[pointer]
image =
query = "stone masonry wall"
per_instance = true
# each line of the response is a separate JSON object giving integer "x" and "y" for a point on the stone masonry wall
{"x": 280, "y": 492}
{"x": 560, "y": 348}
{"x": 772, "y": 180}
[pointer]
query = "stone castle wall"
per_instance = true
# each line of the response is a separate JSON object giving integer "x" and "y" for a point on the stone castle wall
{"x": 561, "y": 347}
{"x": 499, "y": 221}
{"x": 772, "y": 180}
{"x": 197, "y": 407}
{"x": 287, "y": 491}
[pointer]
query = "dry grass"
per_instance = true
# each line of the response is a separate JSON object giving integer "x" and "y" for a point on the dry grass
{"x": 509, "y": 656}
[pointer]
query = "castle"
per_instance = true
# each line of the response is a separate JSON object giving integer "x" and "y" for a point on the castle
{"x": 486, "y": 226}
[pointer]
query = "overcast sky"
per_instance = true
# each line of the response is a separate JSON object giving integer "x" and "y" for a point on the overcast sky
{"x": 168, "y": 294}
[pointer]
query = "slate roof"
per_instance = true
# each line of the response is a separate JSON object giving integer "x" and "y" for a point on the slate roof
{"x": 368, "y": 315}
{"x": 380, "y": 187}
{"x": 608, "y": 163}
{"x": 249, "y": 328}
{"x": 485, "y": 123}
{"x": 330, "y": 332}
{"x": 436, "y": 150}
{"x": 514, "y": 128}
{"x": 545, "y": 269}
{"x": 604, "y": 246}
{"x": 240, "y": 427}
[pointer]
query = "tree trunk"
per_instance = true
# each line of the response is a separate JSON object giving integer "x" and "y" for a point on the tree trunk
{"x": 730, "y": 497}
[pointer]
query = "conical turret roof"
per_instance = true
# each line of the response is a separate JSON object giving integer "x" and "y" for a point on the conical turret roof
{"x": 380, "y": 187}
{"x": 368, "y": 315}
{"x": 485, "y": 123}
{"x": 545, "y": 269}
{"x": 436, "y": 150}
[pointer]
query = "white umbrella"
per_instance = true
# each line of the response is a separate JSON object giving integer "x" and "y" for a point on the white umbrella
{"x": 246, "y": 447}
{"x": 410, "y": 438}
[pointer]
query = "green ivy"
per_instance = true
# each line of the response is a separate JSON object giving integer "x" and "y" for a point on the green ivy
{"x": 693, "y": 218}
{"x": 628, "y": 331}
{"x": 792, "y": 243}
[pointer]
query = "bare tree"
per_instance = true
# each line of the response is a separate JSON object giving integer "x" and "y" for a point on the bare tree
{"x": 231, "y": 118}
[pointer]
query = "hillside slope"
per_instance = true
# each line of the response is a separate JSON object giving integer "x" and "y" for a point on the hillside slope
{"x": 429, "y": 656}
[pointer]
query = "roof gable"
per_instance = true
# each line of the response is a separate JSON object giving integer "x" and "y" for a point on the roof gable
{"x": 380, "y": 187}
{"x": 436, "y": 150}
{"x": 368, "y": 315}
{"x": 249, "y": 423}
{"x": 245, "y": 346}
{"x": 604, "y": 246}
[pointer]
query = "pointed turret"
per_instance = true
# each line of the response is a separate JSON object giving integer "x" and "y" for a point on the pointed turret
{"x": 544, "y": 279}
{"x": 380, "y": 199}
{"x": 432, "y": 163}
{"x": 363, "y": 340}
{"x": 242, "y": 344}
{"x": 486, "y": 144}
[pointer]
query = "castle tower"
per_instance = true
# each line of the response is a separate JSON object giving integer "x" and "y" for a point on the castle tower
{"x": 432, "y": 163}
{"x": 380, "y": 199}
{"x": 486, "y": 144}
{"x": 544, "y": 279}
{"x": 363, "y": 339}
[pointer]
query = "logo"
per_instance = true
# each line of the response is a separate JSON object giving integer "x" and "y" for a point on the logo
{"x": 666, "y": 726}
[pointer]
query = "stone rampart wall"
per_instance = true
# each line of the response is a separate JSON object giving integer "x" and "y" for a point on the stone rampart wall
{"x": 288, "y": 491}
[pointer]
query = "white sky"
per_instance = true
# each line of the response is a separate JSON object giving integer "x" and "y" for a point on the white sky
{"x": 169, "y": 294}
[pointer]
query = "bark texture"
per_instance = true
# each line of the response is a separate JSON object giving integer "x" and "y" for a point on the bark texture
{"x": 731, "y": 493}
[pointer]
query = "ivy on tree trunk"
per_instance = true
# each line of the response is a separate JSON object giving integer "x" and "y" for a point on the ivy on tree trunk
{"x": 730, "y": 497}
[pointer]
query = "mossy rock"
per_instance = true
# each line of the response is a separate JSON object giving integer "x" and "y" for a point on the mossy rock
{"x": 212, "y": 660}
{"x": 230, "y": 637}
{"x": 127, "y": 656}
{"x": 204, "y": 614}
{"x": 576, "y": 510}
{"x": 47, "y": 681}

▶ _DIRECTIONS FOR THIS TASK_
Would you write out all the records exactly as they read?

▶ _TASK SOLUTION_
[pointer]
image =
query = "stone masonry wall"
per_instance = true
# each line of the response is a separate JSON object giving integer "x" and "y" for a point on the stone masonry wall
{"x": 280, "y": 492}
{"x": 560, "y": 348}
{"x": 772, "y": 180}
[pointer]
query = "stone castle wall"
per_instance = true
# each line of the response is a separate JSON object giving integer "x" and "y" for a point on the stone castle wall
{"x": 561, "y": 347}
{"x": 499, "y": 221}
{"x": 772, "y": 180}
{"x": 197, "y": 407}
{"x": 287, "y": 491}
[pointer]
query = "dry grass"
per_instance = true
# each line of the response is a separate JSON object giving integer "x" and "y" for a point on the dry grass
{"x": 509, "y": 656}
[pointer]
query = "castle"
per_instance = true
# each line of the response is a separate JSON object giving integer "x" and "y" for a point on the castle
{"x": 486, "y": 226}
[pointer]
query = "overcast sky"
per_instance = true
# each line of the response is a separate JSON object giving integer "x" and "y" for a point on the overcast sky
{"x": 168, "y": 294}
[pointer]
query = "slate roof"
per_instance = true
# each line of the response is a separate JSON object giving integer "x" and "y" for a point on the slate roof
{"x": 368, "y": 315}
{"x": 380, "y": 187}
{"x": 608, "y": 163}
{"x": 249, "y": 328}
{"x": 485, "y": 123}
{"x": 330, "y": 332}
{"x": 436, "y": 150}
{"x": 514, "y": 128}
{"x": 545, "y": 269}
{"x": 604, "y": 246}
{"x": 240, "y": 427}
[pointer]
query = "tree trunk"
per_instance = true
# each line of the response is a separate JSON object giving integer "x" and "y" for a point on the tree trunk
{"x": 730, "y": 497}
[pointer]
query = "conical turret roof"
per_instance = true
# each line of the response is a separate JSON object giving integer "x" and "y" for a point on the conical turret roof
{"x": 380, "y": 187}
{"x": 368, "y": 315}
{"x": 485, "y": 123}
{"x": 545, "y": 269}
{"x": 436, "y": 150}
[pointer]
query = "white umbrella"
per_instance = true
# each line of the response is a separate JSON object giving integer "x" and "y" for a point on the white umbrella
{"x": 246, "y": 447}
{"x": 410, "y": 438}
[pointer]
query = "green ivy"
per_instance = true
# each line of the response is a separate JSON object giving integer "x" and "y" for a point on the green ivy
{"x": 693, "y": 218}
{"x": 628, "y": 331}
{"x": 792, "y": 243}
[pointer]
query = "bare tree"
per_instance = true
# each line of the response is a separate JSON object giving integer "x" and "y" for a point on the bare tree
{"x": 231, "y": 118}
[pointer]
query = "hillside slope"
per_instance = true
# each line of the response is a separate JSON object giving integer "x" and "y" for a point on the hillside slope
{"x": 429, "y": 656}
[pointer]
query = "roof gable"
per_instance = true
# each line of the response is a separate JSON object giving integer "x" and "y" for a point on the roof gable
{"x": 380, "y": 187}
{"x": 436, "y": 150}
{"x": 368, "y": 315}
{"x": 249, "y": 423}
{"x": 245, "y": 346}
{"x": 604, "y": 246}
[pointer]
query = "pointed turret"
per_instance = true
# each line of the response is a separate JSON object giving integer "x" and "y" for a point on the pointed turret
{"x": 544, "y": 279}
{"x": 380, "y": 199}
{"x": 432, "y": 163}
{"x": 363, "y": 340}
{"x": 242, "y": 344}
{"x": 486, "y": 144}
[pointer]
query = "castle tower"
per_instance = true
# each line of the response is a separate JSON object giving integer "x" and "y" for a point on the castle tower
{"x": 432, "y": 163}
{"x": 380, "y": 199}
{"x": 486, "y": 144}
{"x": 544, "y": 279}
{"x": 363, "y": 339}
[pointer]
query = "logo"
per_instance = true
# each line of the response is a separate JSON object giving integer "x" and "y" for a point on the logo
{"x": 666, "y": 726}
[pointer]
query = "stone rampart wall"
per_instance = true
# each line of the response is a separate JSON object giving integer "x" and "y" for a point on the stone rampart wall
{"x": 288, "y": 491}
[pointer]
query = "white sky"
per_instance = true
# each line of the response is a separate JSON object giving integer "x" and "y" for a point on the white sky
{"x": 169, "y": 294}
[pointer]
query = "bark texture"
per_instance = true
# each line of the response is a separate JSON object giving integer "x" and "y" for a point on the bark texture
{"x": 731, "y": 493}
[pointer]
query = "ivy on tree trunk"
per_instance = true
# each line of the response is a separate JSON object giving integer "x" and "y" for a point on the ivy on tree trunk
{"x": 730, "y": 497}
[pointer]
query = "mossy rock"
per_instance = true
# each line of the response is a separate JSON object giving integer "x" and "y" for a point on the mossy rock
{"x": 212, "y": 660}
{"x": 230, "y": 637}
{"x": 127, "y": 656}
{"x": 204, "y": 614}
{"x": 576, "y": 510}
{"x": 47, "y": 681}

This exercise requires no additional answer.